#### [WHAT THE TASK ASKS]
Turn the material below into a numbered list, starting at the line that contains "orange-brown rock in this photo." and running through the end of the material. Leave out any blank lines.
** begin GIVEN ENTRIES **
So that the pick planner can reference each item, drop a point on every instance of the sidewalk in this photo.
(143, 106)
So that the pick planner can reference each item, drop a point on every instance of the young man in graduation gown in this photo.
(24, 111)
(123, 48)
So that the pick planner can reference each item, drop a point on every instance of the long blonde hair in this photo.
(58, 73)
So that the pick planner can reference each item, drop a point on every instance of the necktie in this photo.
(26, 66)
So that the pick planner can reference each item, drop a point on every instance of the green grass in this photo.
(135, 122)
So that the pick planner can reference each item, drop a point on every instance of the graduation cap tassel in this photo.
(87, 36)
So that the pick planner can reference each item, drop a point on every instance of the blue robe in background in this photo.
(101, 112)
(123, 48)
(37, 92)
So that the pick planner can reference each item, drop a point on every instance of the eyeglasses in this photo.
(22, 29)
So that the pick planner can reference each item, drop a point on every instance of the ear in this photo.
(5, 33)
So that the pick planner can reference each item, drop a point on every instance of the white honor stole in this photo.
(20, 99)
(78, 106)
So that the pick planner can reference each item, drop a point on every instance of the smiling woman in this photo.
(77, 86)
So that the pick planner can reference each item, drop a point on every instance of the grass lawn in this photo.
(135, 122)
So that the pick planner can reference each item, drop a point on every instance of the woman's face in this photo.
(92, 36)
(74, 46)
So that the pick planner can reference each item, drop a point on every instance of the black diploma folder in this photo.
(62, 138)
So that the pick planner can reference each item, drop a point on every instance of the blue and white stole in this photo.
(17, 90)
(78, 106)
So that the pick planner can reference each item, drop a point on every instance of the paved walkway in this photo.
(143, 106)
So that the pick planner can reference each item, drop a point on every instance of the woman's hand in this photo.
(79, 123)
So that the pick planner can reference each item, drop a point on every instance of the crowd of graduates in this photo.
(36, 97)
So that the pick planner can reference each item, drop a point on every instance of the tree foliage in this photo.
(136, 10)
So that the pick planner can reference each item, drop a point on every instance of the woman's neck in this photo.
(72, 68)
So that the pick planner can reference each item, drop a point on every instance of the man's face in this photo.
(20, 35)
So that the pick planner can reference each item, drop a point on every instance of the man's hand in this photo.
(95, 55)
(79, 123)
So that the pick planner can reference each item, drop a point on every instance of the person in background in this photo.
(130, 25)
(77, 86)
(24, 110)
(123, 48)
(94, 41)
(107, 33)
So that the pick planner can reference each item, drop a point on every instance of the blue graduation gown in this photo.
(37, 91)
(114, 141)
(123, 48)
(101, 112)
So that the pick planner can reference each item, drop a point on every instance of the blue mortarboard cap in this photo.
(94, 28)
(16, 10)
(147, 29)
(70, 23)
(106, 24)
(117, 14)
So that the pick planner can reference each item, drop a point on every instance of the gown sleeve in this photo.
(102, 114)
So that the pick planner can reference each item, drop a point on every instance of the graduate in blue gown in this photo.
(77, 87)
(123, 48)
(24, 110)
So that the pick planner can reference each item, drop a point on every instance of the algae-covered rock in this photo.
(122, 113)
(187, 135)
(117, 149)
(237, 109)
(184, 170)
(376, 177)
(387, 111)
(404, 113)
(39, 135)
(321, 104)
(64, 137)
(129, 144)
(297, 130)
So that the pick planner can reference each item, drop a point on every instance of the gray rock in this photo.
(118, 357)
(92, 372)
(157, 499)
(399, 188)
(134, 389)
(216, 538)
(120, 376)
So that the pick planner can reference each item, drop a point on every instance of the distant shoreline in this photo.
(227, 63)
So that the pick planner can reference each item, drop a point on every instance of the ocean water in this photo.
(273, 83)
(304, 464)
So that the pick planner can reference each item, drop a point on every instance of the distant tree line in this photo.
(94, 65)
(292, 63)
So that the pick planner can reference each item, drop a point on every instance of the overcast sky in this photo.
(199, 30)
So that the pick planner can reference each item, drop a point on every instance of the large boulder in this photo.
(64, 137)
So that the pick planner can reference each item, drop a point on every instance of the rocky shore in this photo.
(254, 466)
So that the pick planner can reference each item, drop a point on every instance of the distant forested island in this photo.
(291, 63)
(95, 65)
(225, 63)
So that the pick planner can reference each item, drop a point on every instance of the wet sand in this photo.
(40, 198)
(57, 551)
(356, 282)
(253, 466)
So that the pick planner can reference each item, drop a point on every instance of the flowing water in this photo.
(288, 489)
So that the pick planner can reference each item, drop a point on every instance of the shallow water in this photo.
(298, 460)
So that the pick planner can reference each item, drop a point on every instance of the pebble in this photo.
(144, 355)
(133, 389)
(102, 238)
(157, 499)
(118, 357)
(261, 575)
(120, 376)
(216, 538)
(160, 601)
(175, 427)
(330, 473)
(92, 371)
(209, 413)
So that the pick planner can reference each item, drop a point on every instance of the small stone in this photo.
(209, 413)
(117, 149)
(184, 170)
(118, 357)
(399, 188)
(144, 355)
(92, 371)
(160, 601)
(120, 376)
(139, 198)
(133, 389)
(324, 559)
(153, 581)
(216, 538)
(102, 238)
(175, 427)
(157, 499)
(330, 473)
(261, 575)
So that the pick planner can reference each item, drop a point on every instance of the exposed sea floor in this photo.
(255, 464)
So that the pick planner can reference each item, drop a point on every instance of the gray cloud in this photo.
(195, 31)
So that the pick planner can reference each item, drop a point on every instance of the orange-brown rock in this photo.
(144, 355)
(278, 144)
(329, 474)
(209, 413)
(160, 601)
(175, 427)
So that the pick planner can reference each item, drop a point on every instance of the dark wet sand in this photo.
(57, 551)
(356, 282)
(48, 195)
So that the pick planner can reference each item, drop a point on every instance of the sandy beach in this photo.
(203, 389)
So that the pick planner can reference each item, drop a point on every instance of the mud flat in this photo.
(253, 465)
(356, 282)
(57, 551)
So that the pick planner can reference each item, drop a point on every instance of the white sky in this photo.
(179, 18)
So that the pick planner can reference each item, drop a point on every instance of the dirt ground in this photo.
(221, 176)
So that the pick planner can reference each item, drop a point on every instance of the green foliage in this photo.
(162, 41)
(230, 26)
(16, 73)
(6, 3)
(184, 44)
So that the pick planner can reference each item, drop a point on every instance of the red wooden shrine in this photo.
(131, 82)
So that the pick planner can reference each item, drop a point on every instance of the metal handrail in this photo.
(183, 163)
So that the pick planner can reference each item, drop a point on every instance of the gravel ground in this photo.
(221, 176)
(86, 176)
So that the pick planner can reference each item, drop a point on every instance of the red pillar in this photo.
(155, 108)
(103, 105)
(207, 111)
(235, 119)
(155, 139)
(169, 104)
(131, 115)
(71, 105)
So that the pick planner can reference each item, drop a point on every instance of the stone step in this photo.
** end GIVEN ENTRIES **
#### [FULL SOLUTION]
1. So that the pick planner can reference each item, drop a point on every instance of the orange-brown rock in this photo.
2. (144, 355)
3. (278, 144)
4. (329, 474)
5. (209, 413)
6. (160, 601)
7. (175, 427)
8. So that the pick planner can reference each item, drop a point on every instance of the dark wet sand in this photo.
9. (57, 551)
10. (356, 282)
11. (48, 195)
12. So that the pick planner can reference each item, drop a point on every instance of the sandy beach in this photo.
13. (203, 389)
14. So that the pick planner can reference each item, drop a point on every instance of the mud flat in this photo.
15. (253, 465)
16. (356, 282)
17. (57, 551)
18. So that the pick planner can reference each item, drop a point on every instance of the white sky in this photo.
19. (179, 18)
20. So that the pick planner can reference each item, drop a point on every instance of the dirt ground in this photo.
21. (221, 176)
22. So that the pick planner can reference each item, drop a point on every instance of the green foliage in this photo.
23. (162, 41)
24. (230, 26)
25. (16, 73)
26. (6, 3)
27. (184, 44)
28. So that the pick planner can reference each item, drop a point on every instance of the red wooden shrine in this photo.
29. (131, 82)
30. So that the pick planner can reference each item, drop a point on every instance of the metal handrail in this photo.
31. (183, 163)
32. So that the pick planner can reference each item, drop a point on every instance of the gravel ground in this photo.
33. (221, 176)
34. (86, 176)
35. So that the pick planner can reference each item, drop a point on every instance of the red pillar in this photo.
36. (155, 108)
37. (103, 105)
38. (207, 111)
39. (235, 119)
40. (155, 139)
41. (169, 104)
42. (131, 115)
43. (71, 105)
44. So that the pick planner can reference each item, drop a point on every instance of the stone step in this photo.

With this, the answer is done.